Exercise :: Copy out every line of the records from the line with "written like <point>4,72</point>." up to and including the line with "<point>54,51</point>", requests included, and scale each point coordinate in the answers by 0.75, rounding to whole numbers with halves going up. Leave the sample positions inside the requests unchanged.

*** Source data ***

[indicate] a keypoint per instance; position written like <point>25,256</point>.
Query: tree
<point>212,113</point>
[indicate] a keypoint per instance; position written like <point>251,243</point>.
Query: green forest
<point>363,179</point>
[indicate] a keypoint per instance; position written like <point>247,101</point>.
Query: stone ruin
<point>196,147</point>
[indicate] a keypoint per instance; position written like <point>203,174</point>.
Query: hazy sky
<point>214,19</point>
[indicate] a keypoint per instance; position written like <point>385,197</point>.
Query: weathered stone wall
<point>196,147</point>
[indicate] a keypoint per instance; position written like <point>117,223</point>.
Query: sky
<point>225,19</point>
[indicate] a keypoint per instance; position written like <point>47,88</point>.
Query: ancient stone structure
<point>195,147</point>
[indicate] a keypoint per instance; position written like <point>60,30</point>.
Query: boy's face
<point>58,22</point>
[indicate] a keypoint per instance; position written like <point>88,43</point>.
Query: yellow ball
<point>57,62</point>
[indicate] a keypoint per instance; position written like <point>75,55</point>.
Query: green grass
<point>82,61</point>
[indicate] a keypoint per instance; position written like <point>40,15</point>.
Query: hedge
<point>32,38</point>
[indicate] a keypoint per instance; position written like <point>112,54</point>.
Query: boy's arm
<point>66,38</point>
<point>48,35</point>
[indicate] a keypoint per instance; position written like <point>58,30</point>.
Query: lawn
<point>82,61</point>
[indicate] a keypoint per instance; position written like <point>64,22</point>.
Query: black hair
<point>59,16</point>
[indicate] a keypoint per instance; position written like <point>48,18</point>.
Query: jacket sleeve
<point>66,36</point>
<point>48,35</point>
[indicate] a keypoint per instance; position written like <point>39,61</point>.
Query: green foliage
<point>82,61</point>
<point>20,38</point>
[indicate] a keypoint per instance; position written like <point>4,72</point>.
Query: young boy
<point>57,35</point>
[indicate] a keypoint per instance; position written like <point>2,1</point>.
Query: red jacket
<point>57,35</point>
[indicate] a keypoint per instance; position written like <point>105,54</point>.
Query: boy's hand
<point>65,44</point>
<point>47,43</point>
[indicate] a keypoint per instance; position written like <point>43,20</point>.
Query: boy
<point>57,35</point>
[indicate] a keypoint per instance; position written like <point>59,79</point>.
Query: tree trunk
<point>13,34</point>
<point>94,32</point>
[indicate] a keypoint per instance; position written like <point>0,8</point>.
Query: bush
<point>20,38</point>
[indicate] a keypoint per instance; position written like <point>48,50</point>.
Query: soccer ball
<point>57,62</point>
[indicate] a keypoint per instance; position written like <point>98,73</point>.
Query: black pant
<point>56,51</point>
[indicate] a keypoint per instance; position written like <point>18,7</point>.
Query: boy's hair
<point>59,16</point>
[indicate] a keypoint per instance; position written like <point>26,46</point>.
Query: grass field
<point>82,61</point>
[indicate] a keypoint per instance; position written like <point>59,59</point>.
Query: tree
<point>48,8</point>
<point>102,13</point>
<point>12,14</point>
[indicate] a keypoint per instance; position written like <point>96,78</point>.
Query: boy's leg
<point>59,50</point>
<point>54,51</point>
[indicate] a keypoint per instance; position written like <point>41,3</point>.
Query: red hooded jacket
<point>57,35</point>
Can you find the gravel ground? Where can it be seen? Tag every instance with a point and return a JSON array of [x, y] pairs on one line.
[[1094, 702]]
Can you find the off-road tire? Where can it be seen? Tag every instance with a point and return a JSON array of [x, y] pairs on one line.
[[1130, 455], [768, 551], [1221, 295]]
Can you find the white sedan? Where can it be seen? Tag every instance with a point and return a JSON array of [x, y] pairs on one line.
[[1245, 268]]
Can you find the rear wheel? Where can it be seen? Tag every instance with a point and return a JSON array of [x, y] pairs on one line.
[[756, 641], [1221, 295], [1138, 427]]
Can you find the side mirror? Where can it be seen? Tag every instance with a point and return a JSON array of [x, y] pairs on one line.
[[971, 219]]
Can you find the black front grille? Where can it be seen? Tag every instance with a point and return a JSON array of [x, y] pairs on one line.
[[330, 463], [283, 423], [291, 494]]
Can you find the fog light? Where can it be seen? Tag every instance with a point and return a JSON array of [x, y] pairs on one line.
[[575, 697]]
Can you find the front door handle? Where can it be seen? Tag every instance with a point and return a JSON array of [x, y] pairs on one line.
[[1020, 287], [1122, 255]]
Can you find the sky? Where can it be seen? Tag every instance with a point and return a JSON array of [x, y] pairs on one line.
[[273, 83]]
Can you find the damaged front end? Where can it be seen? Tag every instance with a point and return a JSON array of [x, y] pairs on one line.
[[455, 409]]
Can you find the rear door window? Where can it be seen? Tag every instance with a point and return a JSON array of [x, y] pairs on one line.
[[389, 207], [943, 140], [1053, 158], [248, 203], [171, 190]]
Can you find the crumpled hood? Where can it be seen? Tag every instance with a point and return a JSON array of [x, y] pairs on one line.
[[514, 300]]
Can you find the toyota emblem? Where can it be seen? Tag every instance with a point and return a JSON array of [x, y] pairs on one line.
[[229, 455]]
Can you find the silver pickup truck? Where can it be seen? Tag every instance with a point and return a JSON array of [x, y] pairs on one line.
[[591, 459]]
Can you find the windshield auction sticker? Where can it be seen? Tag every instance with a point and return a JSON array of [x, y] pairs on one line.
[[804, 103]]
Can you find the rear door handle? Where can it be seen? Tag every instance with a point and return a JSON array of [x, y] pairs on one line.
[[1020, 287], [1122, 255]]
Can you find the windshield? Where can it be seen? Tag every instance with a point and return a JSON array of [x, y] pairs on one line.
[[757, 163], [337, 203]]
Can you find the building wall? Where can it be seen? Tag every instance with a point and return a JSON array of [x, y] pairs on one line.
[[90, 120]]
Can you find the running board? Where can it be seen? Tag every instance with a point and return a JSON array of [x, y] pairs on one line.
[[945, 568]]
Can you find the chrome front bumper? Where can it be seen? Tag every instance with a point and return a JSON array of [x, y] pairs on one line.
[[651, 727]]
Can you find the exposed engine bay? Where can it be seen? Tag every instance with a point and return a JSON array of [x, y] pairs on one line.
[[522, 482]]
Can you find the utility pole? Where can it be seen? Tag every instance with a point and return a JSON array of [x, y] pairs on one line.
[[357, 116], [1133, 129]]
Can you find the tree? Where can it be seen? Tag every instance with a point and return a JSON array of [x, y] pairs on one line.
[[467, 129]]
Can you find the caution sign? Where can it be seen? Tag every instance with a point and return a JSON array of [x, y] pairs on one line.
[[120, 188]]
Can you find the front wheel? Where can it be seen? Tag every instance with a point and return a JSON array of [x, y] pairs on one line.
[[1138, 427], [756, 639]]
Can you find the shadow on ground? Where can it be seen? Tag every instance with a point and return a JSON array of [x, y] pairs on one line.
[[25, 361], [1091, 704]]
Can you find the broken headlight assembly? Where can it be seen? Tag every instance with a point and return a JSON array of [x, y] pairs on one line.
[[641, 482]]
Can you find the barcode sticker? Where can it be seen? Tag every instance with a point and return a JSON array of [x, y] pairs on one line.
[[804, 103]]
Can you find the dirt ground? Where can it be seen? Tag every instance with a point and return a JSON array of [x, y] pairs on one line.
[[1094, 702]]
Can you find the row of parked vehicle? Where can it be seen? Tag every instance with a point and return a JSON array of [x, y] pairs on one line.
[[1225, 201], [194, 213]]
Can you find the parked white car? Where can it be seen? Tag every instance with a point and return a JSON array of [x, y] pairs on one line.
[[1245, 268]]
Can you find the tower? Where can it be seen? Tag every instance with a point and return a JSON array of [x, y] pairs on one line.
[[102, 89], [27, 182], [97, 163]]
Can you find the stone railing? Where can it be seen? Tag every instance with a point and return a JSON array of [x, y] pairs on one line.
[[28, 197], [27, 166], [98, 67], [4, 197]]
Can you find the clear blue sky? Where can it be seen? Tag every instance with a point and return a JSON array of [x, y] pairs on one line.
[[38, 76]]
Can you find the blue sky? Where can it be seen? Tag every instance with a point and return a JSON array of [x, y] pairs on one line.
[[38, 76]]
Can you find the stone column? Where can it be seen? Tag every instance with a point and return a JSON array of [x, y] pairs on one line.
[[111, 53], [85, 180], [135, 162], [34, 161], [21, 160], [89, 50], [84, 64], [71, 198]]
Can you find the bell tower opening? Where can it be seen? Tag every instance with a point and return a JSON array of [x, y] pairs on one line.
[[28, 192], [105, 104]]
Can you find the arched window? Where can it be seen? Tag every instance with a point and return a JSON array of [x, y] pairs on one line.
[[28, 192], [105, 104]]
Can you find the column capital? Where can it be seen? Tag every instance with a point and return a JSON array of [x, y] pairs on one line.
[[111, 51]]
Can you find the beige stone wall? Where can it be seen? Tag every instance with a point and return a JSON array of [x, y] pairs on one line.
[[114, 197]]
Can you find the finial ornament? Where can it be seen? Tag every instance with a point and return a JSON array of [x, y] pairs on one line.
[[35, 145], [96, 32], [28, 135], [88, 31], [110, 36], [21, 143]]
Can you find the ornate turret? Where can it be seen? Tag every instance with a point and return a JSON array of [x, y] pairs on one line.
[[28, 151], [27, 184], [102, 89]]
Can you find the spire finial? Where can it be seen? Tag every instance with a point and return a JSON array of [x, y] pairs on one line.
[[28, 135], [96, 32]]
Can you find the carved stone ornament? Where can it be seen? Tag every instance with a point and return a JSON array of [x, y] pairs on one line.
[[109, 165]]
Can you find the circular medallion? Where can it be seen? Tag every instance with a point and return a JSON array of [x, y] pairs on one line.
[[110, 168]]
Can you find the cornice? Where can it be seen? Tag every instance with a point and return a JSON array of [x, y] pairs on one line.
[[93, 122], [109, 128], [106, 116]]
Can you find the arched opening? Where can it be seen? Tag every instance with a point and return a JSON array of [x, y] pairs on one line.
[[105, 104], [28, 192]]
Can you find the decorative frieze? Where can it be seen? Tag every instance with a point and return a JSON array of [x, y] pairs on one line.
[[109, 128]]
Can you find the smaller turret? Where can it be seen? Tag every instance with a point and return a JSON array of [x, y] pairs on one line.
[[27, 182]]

***

Written answer ::
[indicate] a keypoint per instance; position written like <point>4,72</point>.
Query: young boy
<point>43,26</point>
[indicate] a keypoint per instance; position written like <point>2,1</point>.
Query: red jacket
<point>43,26</point>
[indicate] a keypoint per instance; position written like <point>105,54</point>.
Query: boy's hand
<point>49,33</point>
<point>35,32</point>
[indicate] a keypoint per instance; position written like <point>43,20</point>.
Query: boy
<point>43,26</point>
[indicate] a keypoint per instance; position written like <point>59,79</point>.
Query: tree trunk
<point>10,26</point>
<point>71,24</point>
[indicate] a keypoint per instance; position written like <point>0,8</point>.
Query: bush
<point>15,29</point>
[indicate] a keypoint per instance; position written like <point>48,50</point>.
Query: soccer ball
<point>43,47</point>
[indicate] a keypoint per instance; position written like <point>98,73</point>.
Query: black pant
<point>42,38</point>
[indicate] a keypoint per instance; position written like <point>18,7</point>.
Query: boy's hair
<point>44,12</point>
[indicate] a keypoint per instance; position written like <point>26,46</point>.
Query: grass field
<point>62,46</point>
[indicate] a keypoint per instance; position written like <point>59,59</point>.
Query: tree
<point>36,6</point>
<point>77,10</point>
<point>9,11</point>
[indicate] a keypoint per instance; position written like <point>96,78</point>.
Query: boy's leg
<point>44,38</point>
<point>41,38</point>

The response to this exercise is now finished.